Collected data

********

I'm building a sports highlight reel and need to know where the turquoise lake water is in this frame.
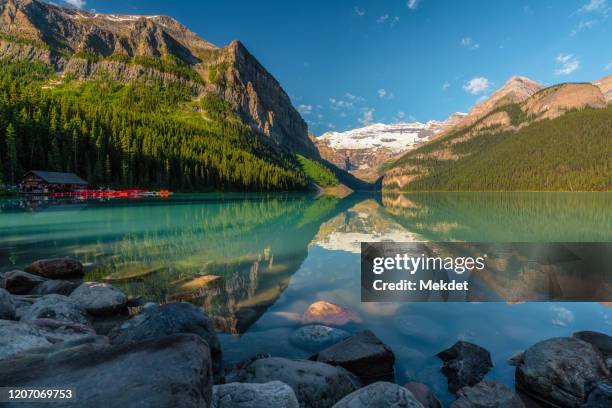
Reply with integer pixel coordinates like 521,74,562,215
1,192,611,404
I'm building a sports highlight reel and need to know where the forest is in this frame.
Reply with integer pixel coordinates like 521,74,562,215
0,59,314,191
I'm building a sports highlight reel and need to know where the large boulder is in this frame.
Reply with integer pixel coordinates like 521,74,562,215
109,302,223,383
25,258,84,279
515,337,609,407
0,288,16,320
212,381,299,408
0,333,213,408
1,270,47,294
573,331,612,370
583,382,612,407
311,330,395,384
450,380,525,408
404,382,441,408
70,282,127,316
31,280,79,296
332,382,424,408
302,301,360,326
20,294,90,326
290,325,350,351
437,341,493,394
0,319,96,359
236,357,359,408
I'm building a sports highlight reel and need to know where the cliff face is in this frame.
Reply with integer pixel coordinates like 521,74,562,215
0,0,316,156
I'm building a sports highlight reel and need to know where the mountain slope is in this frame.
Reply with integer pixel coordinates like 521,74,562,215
384,77,611,191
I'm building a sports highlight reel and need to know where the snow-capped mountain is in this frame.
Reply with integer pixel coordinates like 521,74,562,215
313,112,466,181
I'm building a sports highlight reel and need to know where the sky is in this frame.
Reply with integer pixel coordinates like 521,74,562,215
60,0,611,135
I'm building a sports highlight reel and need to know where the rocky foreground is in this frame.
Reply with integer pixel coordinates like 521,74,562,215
1,258,611,407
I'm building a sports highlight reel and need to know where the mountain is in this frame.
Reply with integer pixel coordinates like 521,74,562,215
383,76,612,191
593,75,612,102
313,112,465,181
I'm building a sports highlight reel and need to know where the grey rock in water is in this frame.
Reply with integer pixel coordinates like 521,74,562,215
70,282,127,316
109,302,223,383
404,382,441,408
516,337,609,407
25,258,84,279
0,288,16,320
437,341,493,394
290,325,350,351
0,333,213,408
21,294,90,326
1,270,47,294
332,381,424,408
236,357,359,408
311,330,395,384
212,381,299,408
583,382,612,407
450,380,525,408
31,279,79,296
573,331,612,370
0,319,96,359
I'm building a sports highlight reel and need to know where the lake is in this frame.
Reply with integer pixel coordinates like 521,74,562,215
1,192,611,404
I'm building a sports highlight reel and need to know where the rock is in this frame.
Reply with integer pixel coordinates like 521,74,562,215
70,282,127,316
20,294,90,326
573,331,612,366
212,381,299,408
583,382,612,407
236,357,359,408
311,330,395,384
302,301,360,326
0,319,96,359
451,380,525,408
1,270,47,294
30,279,79,296
507,351,524,367
11,295,39,320
109,302,223,383
437,341,493,394
0,288,16,320
516,337,609,407
332,381,424,408
0,333,213,408
404,382,441,408
25,258,84,279
290,325,350,351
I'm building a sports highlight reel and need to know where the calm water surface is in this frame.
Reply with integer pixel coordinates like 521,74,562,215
1,192,611,404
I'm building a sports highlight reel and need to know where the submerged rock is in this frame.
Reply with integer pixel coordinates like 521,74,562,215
31,279,79,296
573,331,612,370
0,288,16,320
302,301,360,326
450,380,525,408
332,381,424,408
583,382,612,407
437,341,493,394
515,337,609,407
290,325,350,351
21,294,90,326
0,333,213,408
70,282,128,316
1,270,47,294
236,357,359,408
0,319,96,359
212,381,299,408
109,302,223,383
25,258,84,279
404,382,441,408
311,330,395,384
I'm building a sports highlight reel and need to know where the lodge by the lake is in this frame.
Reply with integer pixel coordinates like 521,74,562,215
20,171,89,193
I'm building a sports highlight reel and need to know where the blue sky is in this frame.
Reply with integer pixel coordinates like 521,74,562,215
63,0,611,135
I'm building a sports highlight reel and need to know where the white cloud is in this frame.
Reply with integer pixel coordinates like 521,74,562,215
64,0,86,8
463,77,490,94
344,92,365,102
354,6,365,17
358,108,375,126
442,81,450,91
376,14,389,23
555,54,580,75
550,305,574,327
396,111,406,119
460,37,480,50
579,0,608,14
407,0,419,10
377,88,387,98
571,19,597,35
297,104,313,115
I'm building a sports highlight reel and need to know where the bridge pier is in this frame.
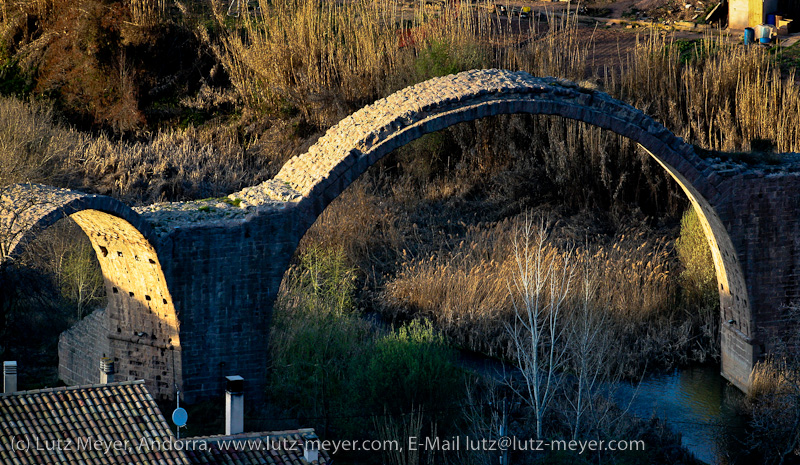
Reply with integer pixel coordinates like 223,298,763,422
714,171,800,391
721,323,758,392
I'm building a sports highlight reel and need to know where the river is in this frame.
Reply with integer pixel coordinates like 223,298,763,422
612,365,749,464
456,350,750,464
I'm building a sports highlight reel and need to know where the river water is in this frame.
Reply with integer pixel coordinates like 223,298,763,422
612,365,748,464
457,350,749,464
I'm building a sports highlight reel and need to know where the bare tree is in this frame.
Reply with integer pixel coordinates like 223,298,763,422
563,267,606,439
506,215,574,439
373,406,433,465
59,241,104,319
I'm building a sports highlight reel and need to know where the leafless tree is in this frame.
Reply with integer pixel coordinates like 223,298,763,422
563,267,607,439
461,379,505,465
506,215,574,439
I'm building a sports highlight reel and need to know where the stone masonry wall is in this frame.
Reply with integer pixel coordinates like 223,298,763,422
719,172,800,351
155,205,301,403
58,309,109,385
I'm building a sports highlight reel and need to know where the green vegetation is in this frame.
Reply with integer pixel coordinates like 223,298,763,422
676,207,717,305
674,207,720,362
268,247,466,443
773,43,800,72
222,197,241,207
262,246,705,464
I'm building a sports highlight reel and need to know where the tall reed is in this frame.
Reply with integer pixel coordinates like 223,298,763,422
383,213,678,361
129,0,167,26
214,1,800,152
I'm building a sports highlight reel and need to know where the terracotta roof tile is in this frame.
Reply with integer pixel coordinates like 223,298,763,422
180,430,329,465
2,381,328,465
0,381,190,465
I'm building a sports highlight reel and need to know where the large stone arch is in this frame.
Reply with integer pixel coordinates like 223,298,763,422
0,184,181,399
265,69,753,390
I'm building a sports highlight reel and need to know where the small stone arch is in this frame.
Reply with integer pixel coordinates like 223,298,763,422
0,184,181,399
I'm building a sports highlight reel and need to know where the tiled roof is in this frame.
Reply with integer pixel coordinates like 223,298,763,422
0,380,190,465
180,430,330,465
0,380,328,465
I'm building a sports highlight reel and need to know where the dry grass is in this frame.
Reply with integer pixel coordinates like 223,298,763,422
613,31,800,152
129,0,167,26
212,0,800,152
0,96,293,204
0,97,71,187
208,0,594,126
745,355,800,462
749,356,795,400
381,212,679,366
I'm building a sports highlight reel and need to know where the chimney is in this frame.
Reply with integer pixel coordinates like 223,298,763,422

********

> **Exercise directions**: For the data above, return an exact copy that contains no pictures.

> **Output of the exercise**:
I'm building a sports highlight reel and need to know where the turquoise lake water is in this frame.
Reply with integer pixel coordinates like 521,74,562,215
1,192,611,404
I'm building a sports highlight reel and need to know where the forest is in this frame.
Reply with integer pixel coordinates like 521,74,562,215
0,59,314,191
I'm building a sports highlight reel and need to know where the large boulder is in this frame.
Reply with integer pixel coordinates like 521,74,562,215
109,302,223,383
25,258,84,279
515,337,609,407
0,288,16,320
212,381,299,408
0,333,213,408
1,270,47,294
573,331,612,370
583,382,612,407
311,330,395,384
450,380,525,408
404,382,441,408
70,282,127,316
31,280,79,296
332,382,424,408
302,301,360,326
20,294,90,326
290,325,350,351
437,341,493,394
0,319,96,359
236,357,359,408
I'm building a sports highlight reel and need to know where the cliff face is in this frame.
Reply with integer pixel coordinates like 521,74,562,215
0,0,316,156
I'm building a sports highlight reel and need to know where the mountain slope is in this frame.
Reply with integer pixel coordinates like 521,74,562,215
384,77,611,191
I'm building a sports highlight reel and need to know where the snow-capped mountain is in this frame.
Reply with integer pixel coordinates like 521,74,562,215
313,112,466,181
I'm building a sports highlight reel and need to know where the sky is in this frame.
Reply with integer pixel coordinates like 521,74,562,215
60,0,611,135
I'm building a sports highlight reel and need to know where the rocky foreground is in this frame.
Reply with integer pixel coordinates like 521,74,562,215
1,258,611,407
I'm building a sports highlight reel and need to know where the mountain is in this frame.
Reply with integer pixel coordinates like 521,74,562,215
383,76,612,191
593,75,612,102
313,112,465,181
I'm building a sports highlight reel and need to know where the grey rock in water is in this frame.
Reply with integer pixel coordinates like 521,74,562,215
70,282,127,316
109,302,223,383
404,382,441,408
516,337,609,407
25,258,84,279
0,288,16,320
437,341,493,394
290,325,350,351
0,333,213,408
21,294,90,326
1,270,47,294
332,381,424,408
236,357,359,408
311,330,395,384
212,381,299,408
583,382,612,407
450,380,525,408
31,279,79,296
573,331,612,370
0,319,96,359
I'm building a sports highlight reel and need to know where the lake is in this frame.
Reply with integer pixel coordinates like 521,74,562,215
1,192,611,404
I'm building a sports highlight reel and need to know where the rock is in this frame.
Reply with integer pixel coordinates like 521,74,562,215
70,282,127,316
20,294,90,326
573,331,612,366
212,381,299,408
583,382,612,407
236,357,359,408
311,330,395,384
302,301,360,326
0,319,96,359
451,380,525,408
1,270,47,294
30,279,79,296
507,351,524,367
11,295,39,320
109,302,223,383
437,341,493,394
0,288,16,320
516,337,609,407
332,381,424,408
0,333,213,408
404,382,441,408
25,258,84,279
290,325,350,351
I'm building a sports highlight reel and need to know where the calm water surface is in this frame.
Reply with integer pixel coordinates like 521,74,562,215
1,192,611,404
I'm building a sports highlight reel and need to know where the submerged rock is in this frame.
Reply with integer pixel coordinates like 521,74,562,215
31,279,79,296
573,331,612,370
0,288,16,320
302,301,360,326
450,380,525,408
332,381,424,408
583,382,612,407
437,341,493,394
515,337,609,407
290,325,350,351
21,294,90,326
0,333,213,408
70,282,128,316
1,270,47,294
236,357,359,408
0,319,96,359
212,381,299,408
109,302,223,383
25,258,84,279
404,382,441,408
311,330,395,384
I'm building a sports highlight reel and need to know where the lodge by the lake is in this frame.
Reply with integer pixel coordinates like 521,74,562,215
20,171,89,193
I'm building a sports highlight reel and need to know where the blue sky is in this frame.
Reply with integer pixel coordinates like 521,74,562,215
63,0,611,135
I'm building a sports highlight reel and need to know where the white cloud is in this frame.
Reply with integer pixel coordinates like 521,74,562,215
64,0,86,8
463,77,490,94
344,92,365,102
354,6,365,17
358,108,375,126
442,81,450,91
376,14,389,23
555,54,580,75
550,305,574,327
396,111,406,119
460,37,480,50
579,0,608,14
407,0,419,10
377,88,387,98
571,19,597,35
297,104,313,115
I'm building a sports highlight reel and need to know where the bridge pier is in this frame.
Reply with integer pixel coordinates like 223,298,763,422
714,171,800,391
721,323,758,392
I'm building a sports highlight reel and need to know where the river is in this frame.
Reply with integer pixel coordinates like 223,298,763,422
612,365,749,464
456,350,750,464
I'm building a sports highlight reel and need to know where the river water is in this frame.
Reply with integer pixel coordinates like 223,298,763,422
612,365,748,464
457,350,749,464
I'm building a sports highlight reel and need to know where the bare tree is in this frame.
Reply with integer pixel coordinates like 223,298,763,422
563,267,606,439
506,215,574,439
373,406,433,465
59,241,104,319
I'm building a sports highlight reel and need to know where the leafless tree is in this frame.
Reply with integer pixel coordinates like 223,298,763,422
563,267,607,439
461,379,505,465
506,215,574,439
I'm building a sports highlight reel and need to know where the stone masonry wall is in this frame.
Reply with integer pixel coordinates like 223,298,763,422
719,172,800,351
155,205,301,403
58,309,109,385
I'm building a sports highlight reel and need to know where the green vegetation is in this frame.
Reply with integer pixel coordinates like 223,298,763,422
676,207,717,305
674,207,720,362
268,247,466,443
773,43,800,72
222,197,241,207
262,246,705,464
I'm building a sports highlight reel and need to know where the tall reed is in this frame.
Reply with integer pixel coordinates like 223,298,763,422
383,213,678,361
129,0,167,26
214,1,800,152
I'm building a sports highlight reel and need to know where the terracotta roof tile is in this frame.
Reply with integer pixel coordinates like 223,298,763,422
180,430,329,465
2,381,328,465
0,381,190,465
I'm building a sports highlight reel and need to know where the large stone arch is in this frame.
Reply with integer pixel coordinates like 223,298,763,422
0,184,181,399
265,69,753,390
I'm building a sports highlight reel and need to know where the small stone arch is in this frame.
Reply with integer pixel coordinates like 223,298,763,422
0,184,181,399
I'm building a sports highlight reel and need to know where the tiled roof is in this frame.
Reply with integer pixel coordinates like 223,298,763,422
0,380,190,465
180,430,330,465
0,380,328,465
I'm building a sports highlight reel and need to know where the dry grass is in this frame.
Reply with integer pixel coordinates like 223,298,763,422
613,31,800,152
129,0,167,26
212,0,800,152
0,96,293,204
0,97,71,187
208,0,594,126
745,355,800,462
749,356,795,400
381,212,679,366
I'm building a sports highlight reel and need to know where the chimney is in this frame.
Reply with integer pixel coordinates like 223,298,763,422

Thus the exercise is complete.